MATERIAL PROPORCIONADO:
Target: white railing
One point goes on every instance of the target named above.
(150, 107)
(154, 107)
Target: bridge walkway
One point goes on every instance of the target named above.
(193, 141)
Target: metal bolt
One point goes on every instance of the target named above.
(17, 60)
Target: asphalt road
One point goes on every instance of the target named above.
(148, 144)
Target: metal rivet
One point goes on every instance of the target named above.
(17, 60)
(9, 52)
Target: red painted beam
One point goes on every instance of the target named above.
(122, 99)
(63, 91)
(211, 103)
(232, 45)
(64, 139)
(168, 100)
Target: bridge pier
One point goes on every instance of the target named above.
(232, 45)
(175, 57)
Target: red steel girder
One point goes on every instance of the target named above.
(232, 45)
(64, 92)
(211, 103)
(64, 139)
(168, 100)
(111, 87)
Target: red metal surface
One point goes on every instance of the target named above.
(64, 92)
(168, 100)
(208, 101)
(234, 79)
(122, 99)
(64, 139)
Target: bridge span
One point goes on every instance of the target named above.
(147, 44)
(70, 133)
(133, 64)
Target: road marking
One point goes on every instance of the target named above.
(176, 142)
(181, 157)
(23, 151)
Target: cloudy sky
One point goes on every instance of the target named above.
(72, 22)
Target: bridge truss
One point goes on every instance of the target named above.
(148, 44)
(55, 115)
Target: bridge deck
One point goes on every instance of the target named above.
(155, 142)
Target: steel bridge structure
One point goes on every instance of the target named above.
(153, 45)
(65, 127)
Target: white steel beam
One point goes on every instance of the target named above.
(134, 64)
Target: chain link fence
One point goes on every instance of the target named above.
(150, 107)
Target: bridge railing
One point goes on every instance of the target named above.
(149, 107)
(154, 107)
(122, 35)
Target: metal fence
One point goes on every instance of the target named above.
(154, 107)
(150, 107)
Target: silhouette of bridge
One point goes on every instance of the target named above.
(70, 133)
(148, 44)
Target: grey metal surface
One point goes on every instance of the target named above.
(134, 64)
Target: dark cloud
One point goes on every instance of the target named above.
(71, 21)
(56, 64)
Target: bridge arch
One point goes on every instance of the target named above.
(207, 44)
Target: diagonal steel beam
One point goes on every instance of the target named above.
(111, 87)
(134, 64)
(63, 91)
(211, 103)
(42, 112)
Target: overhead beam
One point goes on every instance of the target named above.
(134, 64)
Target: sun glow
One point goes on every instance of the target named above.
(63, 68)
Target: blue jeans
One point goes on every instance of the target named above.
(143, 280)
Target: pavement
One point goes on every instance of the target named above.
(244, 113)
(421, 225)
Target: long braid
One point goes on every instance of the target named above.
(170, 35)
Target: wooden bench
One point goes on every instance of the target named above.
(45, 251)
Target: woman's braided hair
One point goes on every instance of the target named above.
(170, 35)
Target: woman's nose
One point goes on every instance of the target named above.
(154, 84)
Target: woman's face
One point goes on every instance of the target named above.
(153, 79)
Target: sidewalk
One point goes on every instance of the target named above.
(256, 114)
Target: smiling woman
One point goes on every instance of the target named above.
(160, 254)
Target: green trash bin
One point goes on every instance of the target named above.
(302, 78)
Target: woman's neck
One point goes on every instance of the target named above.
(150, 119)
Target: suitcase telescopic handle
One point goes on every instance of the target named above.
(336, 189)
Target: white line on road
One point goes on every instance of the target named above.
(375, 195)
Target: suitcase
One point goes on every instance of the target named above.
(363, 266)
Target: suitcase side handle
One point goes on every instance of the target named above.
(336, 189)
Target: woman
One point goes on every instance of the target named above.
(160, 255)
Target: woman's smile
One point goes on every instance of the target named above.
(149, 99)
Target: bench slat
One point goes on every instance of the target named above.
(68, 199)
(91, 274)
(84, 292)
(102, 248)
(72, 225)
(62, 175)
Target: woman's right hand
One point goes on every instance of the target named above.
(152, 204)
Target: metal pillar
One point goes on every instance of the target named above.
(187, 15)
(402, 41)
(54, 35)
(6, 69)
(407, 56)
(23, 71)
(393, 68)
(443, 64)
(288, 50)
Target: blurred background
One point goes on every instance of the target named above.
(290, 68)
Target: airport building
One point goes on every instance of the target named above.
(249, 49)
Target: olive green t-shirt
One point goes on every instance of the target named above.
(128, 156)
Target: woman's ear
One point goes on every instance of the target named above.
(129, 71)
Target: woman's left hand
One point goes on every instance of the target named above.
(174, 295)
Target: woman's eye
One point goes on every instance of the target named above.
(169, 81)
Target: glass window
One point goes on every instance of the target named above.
---
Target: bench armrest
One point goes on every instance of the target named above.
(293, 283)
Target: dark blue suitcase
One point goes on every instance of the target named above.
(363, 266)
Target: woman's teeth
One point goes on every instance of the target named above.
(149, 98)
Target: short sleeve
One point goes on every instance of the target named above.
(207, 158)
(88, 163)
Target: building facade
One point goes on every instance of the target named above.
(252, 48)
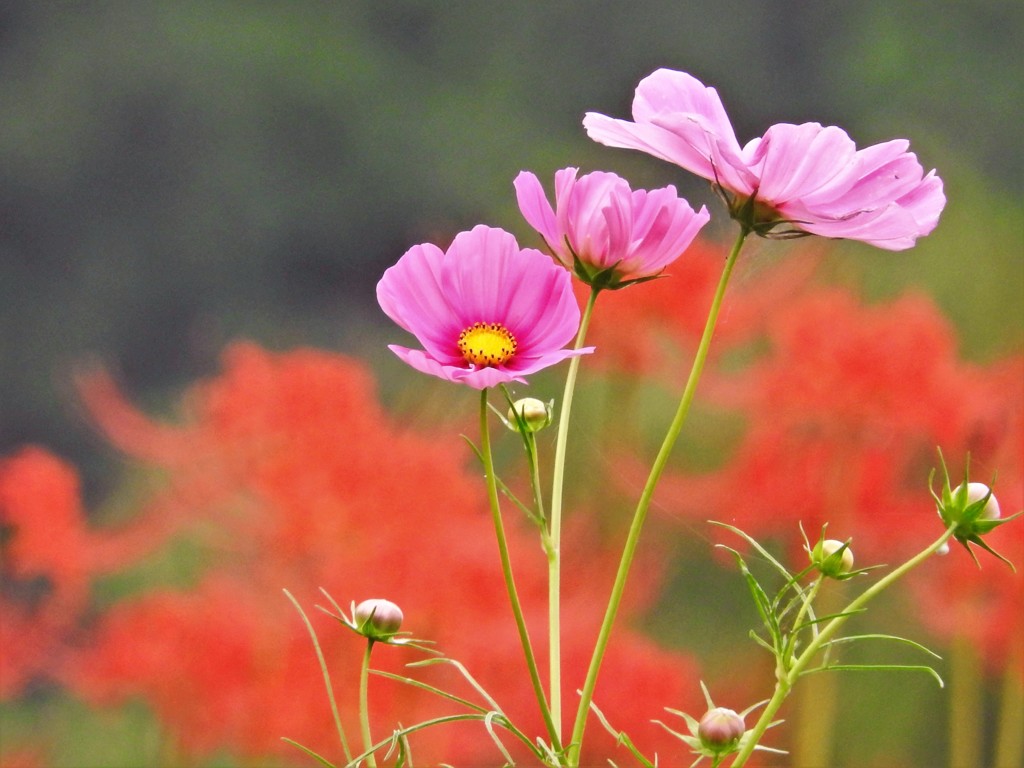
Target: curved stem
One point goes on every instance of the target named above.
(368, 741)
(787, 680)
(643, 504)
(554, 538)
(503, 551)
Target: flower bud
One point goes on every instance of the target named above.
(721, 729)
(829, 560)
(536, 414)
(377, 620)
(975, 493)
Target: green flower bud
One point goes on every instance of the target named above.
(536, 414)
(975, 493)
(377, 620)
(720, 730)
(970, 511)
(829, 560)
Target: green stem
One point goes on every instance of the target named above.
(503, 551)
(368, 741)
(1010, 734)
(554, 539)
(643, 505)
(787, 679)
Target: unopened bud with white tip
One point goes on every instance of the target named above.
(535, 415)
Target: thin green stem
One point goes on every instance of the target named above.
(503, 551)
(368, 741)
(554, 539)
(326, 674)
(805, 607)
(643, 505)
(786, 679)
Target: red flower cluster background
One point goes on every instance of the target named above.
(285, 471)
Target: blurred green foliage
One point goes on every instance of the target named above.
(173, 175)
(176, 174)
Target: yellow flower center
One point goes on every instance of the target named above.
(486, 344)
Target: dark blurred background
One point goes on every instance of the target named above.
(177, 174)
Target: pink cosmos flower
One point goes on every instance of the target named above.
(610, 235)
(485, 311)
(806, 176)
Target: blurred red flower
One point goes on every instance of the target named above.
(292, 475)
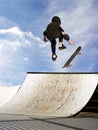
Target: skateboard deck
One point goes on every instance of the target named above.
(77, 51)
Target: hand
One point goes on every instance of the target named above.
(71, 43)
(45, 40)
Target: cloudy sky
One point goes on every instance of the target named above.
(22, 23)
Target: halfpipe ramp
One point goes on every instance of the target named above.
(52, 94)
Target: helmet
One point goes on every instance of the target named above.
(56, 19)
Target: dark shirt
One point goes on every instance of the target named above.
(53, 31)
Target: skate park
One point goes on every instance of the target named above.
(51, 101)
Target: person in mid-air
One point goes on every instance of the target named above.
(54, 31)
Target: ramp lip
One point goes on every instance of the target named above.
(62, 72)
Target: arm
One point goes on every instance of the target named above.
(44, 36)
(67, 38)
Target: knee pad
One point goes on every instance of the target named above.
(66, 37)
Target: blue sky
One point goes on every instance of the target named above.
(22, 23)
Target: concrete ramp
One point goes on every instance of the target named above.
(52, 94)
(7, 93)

OBJETIVO:
Extrae de los registros anteriores cada línea en la que aparezca la palabra "building".

SOLUCIÓN ESCRITA:
Target: airport building
Target: building facade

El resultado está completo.